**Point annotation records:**
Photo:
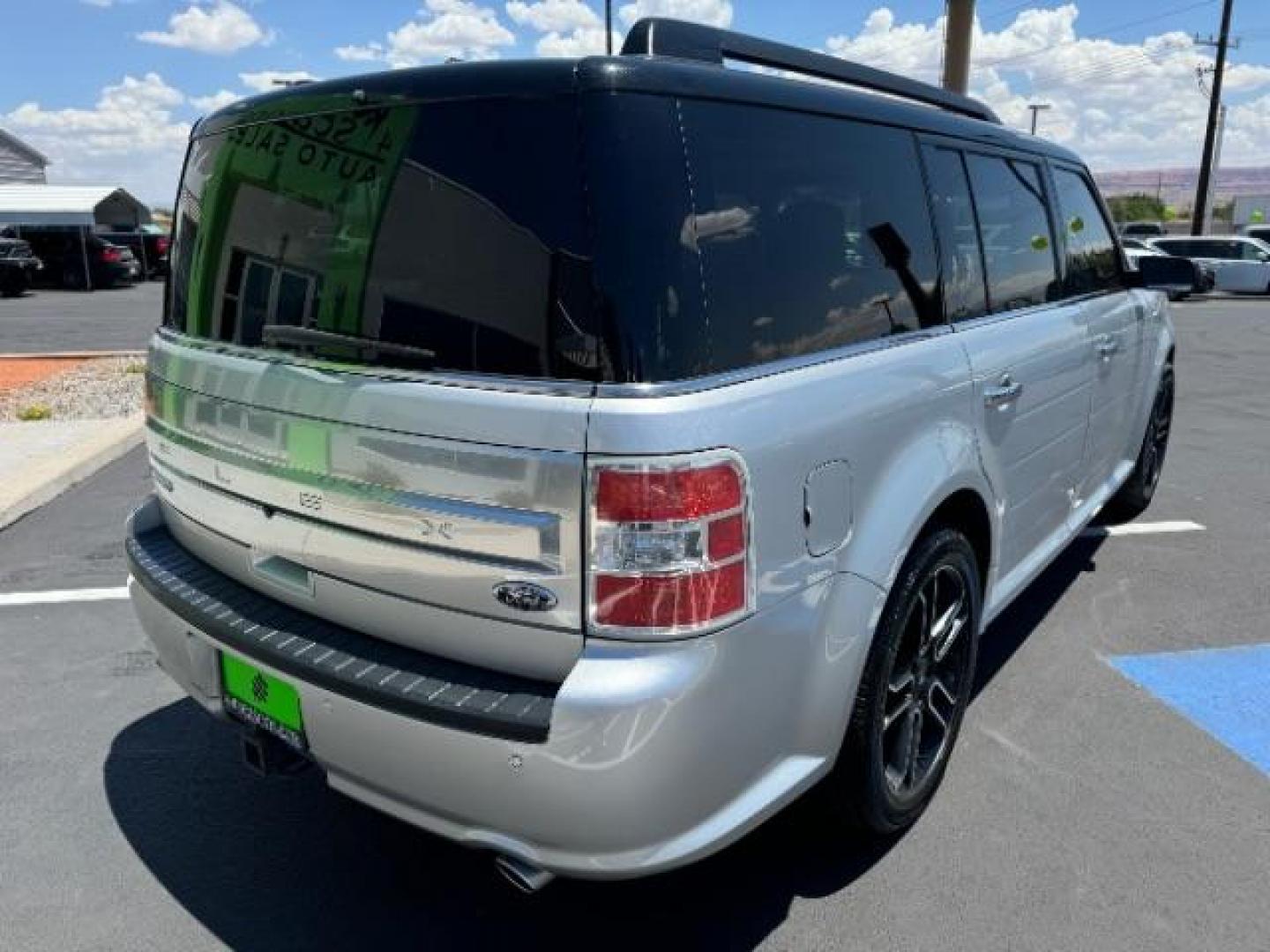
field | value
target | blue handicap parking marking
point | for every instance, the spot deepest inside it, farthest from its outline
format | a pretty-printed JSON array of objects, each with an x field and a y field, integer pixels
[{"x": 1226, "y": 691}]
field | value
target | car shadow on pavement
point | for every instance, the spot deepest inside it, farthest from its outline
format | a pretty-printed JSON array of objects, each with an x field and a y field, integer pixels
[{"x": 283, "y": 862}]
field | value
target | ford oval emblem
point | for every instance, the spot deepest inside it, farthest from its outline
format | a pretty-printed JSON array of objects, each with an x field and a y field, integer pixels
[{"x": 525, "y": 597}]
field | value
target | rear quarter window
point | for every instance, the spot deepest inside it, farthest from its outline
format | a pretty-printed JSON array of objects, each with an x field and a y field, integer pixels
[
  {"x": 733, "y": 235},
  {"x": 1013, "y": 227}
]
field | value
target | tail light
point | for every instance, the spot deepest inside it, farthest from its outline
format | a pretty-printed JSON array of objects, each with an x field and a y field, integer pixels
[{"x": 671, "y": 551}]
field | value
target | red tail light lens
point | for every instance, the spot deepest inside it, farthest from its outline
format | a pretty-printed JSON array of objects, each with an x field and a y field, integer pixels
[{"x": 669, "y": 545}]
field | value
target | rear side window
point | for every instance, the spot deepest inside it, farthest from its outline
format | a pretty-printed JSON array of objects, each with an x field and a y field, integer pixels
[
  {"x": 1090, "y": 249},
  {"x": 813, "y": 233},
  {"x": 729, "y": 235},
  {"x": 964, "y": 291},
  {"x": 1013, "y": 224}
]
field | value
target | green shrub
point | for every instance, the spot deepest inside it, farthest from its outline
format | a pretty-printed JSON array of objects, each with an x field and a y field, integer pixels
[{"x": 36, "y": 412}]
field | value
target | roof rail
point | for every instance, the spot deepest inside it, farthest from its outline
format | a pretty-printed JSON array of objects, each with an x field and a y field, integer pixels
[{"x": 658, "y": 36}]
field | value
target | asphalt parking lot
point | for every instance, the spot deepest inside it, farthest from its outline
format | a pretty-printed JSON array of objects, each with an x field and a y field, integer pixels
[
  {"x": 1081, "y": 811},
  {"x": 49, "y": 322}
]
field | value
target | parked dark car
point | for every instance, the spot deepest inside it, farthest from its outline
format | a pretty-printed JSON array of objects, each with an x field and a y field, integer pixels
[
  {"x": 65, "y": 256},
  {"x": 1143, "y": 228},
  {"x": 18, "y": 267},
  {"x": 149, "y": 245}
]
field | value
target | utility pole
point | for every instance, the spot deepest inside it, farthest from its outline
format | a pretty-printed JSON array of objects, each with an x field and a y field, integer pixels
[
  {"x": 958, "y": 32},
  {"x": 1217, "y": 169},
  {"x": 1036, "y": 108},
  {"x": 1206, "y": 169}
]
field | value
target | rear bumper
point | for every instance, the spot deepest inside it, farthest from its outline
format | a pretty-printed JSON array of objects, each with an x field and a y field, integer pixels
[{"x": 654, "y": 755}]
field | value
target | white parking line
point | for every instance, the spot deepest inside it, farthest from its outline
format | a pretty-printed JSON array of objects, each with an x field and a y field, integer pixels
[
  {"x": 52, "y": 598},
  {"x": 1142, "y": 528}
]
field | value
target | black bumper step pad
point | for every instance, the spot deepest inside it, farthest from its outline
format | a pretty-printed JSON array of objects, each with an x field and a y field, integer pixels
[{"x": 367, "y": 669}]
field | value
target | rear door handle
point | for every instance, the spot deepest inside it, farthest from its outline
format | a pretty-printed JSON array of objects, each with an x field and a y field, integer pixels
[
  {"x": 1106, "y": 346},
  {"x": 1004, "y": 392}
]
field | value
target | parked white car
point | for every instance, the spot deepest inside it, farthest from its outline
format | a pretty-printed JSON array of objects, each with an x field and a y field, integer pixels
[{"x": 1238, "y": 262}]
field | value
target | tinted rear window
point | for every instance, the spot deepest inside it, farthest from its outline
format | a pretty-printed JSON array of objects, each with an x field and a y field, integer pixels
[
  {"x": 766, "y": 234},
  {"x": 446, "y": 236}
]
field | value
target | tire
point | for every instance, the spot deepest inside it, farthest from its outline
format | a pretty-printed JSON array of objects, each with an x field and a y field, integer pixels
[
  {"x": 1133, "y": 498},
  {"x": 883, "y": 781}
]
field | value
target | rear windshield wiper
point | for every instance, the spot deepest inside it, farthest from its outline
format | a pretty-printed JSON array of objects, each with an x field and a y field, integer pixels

--

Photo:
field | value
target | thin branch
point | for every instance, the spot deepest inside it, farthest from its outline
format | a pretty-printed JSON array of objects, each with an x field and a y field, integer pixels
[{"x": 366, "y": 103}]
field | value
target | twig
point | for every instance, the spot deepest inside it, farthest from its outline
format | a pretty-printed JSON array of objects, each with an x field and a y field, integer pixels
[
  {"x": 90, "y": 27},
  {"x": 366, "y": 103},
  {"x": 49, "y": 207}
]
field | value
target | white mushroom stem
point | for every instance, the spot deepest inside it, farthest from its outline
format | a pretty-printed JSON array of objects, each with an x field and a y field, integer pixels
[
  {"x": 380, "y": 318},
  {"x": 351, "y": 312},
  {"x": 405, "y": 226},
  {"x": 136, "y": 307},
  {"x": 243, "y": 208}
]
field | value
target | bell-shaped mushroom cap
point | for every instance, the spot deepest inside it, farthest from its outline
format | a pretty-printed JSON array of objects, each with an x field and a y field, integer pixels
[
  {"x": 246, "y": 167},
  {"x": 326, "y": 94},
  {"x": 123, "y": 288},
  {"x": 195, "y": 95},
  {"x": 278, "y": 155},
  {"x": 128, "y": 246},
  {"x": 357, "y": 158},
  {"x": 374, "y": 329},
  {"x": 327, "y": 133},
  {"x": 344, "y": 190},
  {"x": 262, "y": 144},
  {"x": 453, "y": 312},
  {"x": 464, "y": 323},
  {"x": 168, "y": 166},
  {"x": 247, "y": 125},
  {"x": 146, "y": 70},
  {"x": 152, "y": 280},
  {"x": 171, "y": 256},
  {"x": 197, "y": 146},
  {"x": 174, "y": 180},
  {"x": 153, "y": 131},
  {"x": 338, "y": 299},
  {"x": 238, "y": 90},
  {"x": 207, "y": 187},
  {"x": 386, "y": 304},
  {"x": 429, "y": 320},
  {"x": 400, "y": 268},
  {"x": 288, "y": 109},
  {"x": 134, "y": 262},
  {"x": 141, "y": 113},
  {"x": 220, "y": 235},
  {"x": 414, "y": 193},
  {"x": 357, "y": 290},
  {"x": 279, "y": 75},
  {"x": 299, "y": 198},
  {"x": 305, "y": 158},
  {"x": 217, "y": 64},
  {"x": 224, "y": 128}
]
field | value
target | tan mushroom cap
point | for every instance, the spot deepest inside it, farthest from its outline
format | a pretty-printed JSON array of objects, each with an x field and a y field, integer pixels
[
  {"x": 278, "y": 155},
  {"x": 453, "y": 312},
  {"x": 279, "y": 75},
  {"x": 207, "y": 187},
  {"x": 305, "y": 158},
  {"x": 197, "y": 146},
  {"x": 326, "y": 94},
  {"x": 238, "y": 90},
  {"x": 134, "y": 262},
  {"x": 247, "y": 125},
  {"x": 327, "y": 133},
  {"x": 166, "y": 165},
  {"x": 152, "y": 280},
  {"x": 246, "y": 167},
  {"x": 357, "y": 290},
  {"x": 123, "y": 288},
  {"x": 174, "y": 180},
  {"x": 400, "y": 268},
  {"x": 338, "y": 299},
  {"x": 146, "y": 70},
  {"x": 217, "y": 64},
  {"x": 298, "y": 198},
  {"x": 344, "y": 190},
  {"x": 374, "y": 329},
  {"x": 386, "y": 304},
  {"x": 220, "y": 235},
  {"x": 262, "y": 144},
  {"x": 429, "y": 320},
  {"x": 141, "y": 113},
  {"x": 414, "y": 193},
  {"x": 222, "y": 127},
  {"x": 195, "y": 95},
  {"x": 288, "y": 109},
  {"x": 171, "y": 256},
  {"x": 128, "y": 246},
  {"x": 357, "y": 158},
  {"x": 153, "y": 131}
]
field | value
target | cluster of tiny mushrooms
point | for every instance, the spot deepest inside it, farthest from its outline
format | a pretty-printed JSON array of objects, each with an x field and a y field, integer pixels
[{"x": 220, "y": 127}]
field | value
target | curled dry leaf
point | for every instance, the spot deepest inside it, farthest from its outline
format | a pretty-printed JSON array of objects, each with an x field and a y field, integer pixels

**Required task:** State how many lines of the rows above contain the string "parking", counting only exact matches where case counts, and give the number alone.

**Result:** 3